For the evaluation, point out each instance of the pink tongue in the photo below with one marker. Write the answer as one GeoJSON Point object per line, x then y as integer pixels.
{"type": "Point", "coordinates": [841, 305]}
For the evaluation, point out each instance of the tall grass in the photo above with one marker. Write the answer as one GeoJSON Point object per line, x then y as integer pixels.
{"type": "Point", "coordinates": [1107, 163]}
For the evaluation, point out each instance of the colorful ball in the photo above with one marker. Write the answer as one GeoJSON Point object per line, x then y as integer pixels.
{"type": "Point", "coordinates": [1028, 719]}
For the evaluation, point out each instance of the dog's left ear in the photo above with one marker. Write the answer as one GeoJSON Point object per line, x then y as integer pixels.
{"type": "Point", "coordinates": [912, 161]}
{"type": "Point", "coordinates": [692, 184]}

----

Recast the records above as a JSON list of strings, with one string for each line and no blank lines.

OUTPUT FOR THIS EXERCISE:
[
  "For the evaluation, point out each instance of the pink tongue in the photo below with one marker. Write the answer as one GeoJSON Point object per line, x then y as integer pixels.",
  "{\"type\": \"Point\", \"coordinates\": [841, 305]}",
  "For the evaluation, point out each instance of the tall grass in the photo above with one marker. Write the answer as one GeoJSON Point object per line, x then y as integer pixels.",
  "{\"type\": \"Point\", \"coordinates\": [1107, 163]}",
  "For the evaluation, point out each instance of the colorful ball in the photo above with one marker. Write the answer as one GeoJSON Point object per line, x then y as integer pixels.",
  "{\"type\": \"Point\", \"coordinates\": [1028, 719]}",
  "For the evaluation, point out each instance of the dog's left ear in the photo above with one marker. Write the answer as one GeoJSON Point object per line, x then y as integer pixels.",
  "{\"type\": \"Point\", \"coordinates\": [912, 161]}",
  "{\"type\": \"Point\", \"coordinates\": [692, 184]}"
]